━━━━━ DATA EXCERPTS

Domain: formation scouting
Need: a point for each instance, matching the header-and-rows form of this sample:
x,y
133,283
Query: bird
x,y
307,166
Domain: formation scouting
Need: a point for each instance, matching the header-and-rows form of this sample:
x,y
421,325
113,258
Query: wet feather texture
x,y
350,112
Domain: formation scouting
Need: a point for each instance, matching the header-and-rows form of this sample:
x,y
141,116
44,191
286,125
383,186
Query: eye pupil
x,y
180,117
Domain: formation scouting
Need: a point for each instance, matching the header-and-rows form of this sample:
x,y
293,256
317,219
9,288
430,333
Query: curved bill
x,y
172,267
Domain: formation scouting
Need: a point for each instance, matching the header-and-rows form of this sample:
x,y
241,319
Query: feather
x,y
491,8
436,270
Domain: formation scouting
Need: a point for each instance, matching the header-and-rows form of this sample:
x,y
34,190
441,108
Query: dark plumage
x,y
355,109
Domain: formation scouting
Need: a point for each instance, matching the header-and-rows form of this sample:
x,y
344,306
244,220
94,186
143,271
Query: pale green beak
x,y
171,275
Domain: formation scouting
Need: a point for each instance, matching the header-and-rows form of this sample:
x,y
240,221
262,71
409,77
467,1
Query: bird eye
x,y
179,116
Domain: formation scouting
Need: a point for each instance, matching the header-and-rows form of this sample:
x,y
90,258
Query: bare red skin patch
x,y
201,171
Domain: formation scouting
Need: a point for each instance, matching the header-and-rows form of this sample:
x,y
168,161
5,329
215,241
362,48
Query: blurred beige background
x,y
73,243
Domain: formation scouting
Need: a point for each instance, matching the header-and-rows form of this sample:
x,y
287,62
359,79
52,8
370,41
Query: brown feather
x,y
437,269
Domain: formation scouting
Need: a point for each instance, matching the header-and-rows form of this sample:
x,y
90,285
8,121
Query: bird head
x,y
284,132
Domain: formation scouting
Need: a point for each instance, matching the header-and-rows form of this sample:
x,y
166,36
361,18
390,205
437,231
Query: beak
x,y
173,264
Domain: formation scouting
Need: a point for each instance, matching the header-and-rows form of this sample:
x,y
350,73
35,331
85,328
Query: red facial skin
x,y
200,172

━━━━━━━━━━

PROBLEM REQUIREMENTS:
Copy all the entries verbatim.

COMPLETED EXERCISE:
Domain: formation scouting
Need: a point for each instance, matching the header-and-rows form of this sample:
x,y
133,283
Query: bird
x,y
307,166
Domain: formation scouting
Need: a point for each instance, matching the header-and-rows form of this sample:
x,y
421,325
113,258
Query: wet feather texture
x,y
350,112
Domain: formation scouting
Need: a point for each instance, matching the header-and-rows form of this sample:
x,y
141,116
44,191
286,125
383,186
Query: eye pupil
x,y
180,117
Domain: formation scouting
Need: a point for each instance, matching the header-and-rows form of this sample:
x,y
293,256
317,219
9,288
430,333
Query: curved bill
x,y
172,267
Domain: formation scouting
Need: a point for each instance, matching the header-and-rows form of this sample:
x,y
241,319
Query: feather
x,y
491,8
436,270
Domain: formation scouting
Need: a point for each instance, matching the header-and-rows form of this sample:
x,y
34,190
441,108
Query: dark plumage
x,y
355,109
Domain: formation scouting
Need: a point for each instance, matching the header-and-rows form of this sample:
x,y
344,306
244,220
94,186
143,271
Query: pale green beak
x,y
171,275
Domain: formation scouting
Need: a point for each instance, matching the header-and-rows form of this sample:
x,y
240,221
262,71
409,77
467,1
Query: bird eye
x,y
179,116
Domain: formation scouting
Need: a point for each instance, matching the header-and-rows form of this sample:
x,y
90,258
Query: bare red skin patch
x,y
201,171
Domain: formation scouting
Need: a point for each instance, matching the header-and-rows form of this sample:
x,y
168,161
5,329
215,241
362,48
Query: blurred beige background
x,y
73,243
Domain: formation scouting
Need: a point for each instance, matching the header-and-rows form of this sample:
x,y
287,62
359,79
52,8
370,41
Query: brown feather
x,y
437,269
Domain: formation scouting
Need: a point for each instance, matching the header-and-rows form of this sample:
x,y
90,285
8,121
Query: bird head
x,y
284,132
Domain: formation scouting
Need: a point for each instance, matching the header-and-rows form of this sample:
x,y
166,36
361,18
390,205
437,231
Query: beak
x,y
173,264
Domain: formation scouting
Need: a point for each instance, matching the header-and-rows form of this sample:
x,y
350,73
35,331
85,328
Query: red facial skin
x,y
200,172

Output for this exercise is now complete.